Exercise objective:
Where a line of the entries holds the string "cornice", copy that line.

◇ ◇ ◇

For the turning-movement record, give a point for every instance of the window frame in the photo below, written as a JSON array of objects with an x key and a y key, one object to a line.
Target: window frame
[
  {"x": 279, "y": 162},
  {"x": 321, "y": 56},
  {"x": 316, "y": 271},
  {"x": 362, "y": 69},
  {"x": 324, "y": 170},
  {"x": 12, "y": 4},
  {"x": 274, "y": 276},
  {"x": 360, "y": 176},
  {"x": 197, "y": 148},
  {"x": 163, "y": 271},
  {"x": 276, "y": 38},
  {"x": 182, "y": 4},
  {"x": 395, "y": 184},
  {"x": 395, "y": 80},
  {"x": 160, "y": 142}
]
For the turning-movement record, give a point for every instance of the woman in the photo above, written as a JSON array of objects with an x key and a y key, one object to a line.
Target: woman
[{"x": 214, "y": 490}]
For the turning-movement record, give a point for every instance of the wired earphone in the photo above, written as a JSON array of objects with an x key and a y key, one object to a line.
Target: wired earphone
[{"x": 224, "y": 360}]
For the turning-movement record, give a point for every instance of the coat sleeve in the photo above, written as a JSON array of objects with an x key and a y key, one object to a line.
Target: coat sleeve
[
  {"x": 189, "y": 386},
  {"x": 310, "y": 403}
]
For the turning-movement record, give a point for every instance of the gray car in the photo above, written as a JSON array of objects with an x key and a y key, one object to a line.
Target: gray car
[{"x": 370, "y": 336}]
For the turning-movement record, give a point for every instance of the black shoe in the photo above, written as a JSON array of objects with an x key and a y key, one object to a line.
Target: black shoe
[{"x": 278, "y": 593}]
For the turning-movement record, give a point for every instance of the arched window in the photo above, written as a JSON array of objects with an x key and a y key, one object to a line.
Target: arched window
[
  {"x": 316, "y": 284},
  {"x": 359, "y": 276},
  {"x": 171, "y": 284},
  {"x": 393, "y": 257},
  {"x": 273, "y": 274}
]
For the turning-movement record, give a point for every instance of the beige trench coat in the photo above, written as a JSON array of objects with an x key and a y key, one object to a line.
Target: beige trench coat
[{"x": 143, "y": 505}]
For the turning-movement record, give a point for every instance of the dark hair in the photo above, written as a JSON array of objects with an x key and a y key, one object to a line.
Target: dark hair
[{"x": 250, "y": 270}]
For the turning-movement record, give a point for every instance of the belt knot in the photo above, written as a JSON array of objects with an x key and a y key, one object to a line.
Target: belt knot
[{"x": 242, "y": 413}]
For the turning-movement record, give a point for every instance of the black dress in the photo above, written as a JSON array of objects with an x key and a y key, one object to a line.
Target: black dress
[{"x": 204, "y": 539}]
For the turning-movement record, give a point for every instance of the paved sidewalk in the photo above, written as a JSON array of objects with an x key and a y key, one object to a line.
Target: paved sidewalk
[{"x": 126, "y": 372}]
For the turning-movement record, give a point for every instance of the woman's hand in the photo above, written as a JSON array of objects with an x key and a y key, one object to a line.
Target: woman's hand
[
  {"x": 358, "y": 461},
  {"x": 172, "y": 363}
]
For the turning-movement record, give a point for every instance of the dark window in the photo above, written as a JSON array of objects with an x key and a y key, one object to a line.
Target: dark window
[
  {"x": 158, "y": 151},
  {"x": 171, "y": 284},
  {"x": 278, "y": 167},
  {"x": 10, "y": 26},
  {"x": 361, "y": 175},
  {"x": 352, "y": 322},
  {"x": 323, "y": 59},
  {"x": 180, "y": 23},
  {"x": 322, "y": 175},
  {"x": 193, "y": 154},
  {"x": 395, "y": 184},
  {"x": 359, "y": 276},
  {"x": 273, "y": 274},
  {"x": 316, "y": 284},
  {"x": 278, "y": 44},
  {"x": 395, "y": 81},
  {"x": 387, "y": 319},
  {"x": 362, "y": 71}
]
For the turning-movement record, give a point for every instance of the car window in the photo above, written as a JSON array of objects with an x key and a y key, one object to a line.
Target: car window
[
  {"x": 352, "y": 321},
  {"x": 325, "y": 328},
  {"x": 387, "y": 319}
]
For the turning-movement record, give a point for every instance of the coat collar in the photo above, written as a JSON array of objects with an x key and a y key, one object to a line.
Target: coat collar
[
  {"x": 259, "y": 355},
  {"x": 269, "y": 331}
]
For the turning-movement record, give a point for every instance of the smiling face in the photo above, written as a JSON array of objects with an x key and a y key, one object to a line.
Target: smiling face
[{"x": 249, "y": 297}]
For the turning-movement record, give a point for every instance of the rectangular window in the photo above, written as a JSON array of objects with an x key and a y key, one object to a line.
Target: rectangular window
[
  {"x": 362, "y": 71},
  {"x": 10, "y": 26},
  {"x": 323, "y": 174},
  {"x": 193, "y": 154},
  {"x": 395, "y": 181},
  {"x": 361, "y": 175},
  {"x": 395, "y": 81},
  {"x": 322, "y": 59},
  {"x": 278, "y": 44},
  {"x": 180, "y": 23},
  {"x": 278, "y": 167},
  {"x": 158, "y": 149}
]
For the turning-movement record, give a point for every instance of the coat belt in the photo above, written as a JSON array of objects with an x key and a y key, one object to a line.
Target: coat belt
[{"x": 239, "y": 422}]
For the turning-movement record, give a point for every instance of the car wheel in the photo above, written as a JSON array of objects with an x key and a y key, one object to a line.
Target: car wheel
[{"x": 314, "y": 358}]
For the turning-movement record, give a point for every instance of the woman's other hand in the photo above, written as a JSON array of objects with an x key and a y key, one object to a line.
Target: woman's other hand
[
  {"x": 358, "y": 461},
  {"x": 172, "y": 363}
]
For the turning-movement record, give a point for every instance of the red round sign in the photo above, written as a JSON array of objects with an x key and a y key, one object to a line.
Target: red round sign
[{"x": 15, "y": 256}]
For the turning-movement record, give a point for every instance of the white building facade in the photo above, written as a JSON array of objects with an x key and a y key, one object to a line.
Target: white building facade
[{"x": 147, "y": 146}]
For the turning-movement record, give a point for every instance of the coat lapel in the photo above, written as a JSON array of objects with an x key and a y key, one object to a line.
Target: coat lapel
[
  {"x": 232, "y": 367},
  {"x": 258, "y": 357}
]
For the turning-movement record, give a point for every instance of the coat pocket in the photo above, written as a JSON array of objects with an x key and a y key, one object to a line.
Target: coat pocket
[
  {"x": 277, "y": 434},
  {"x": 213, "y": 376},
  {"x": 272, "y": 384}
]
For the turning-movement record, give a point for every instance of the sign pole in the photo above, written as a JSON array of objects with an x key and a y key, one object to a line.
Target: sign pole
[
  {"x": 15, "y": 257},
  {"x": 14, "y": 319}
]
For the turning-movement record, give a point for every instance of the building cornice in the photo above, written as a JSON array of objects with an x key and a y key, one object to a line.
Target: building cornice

◇ ◇ ◇

The answer:
For the turning-movement record, give a point for every instance of the building cornice in the photo above, written as a JSON array of objects with an x key and a y key, one object to a line.
Target: building cornice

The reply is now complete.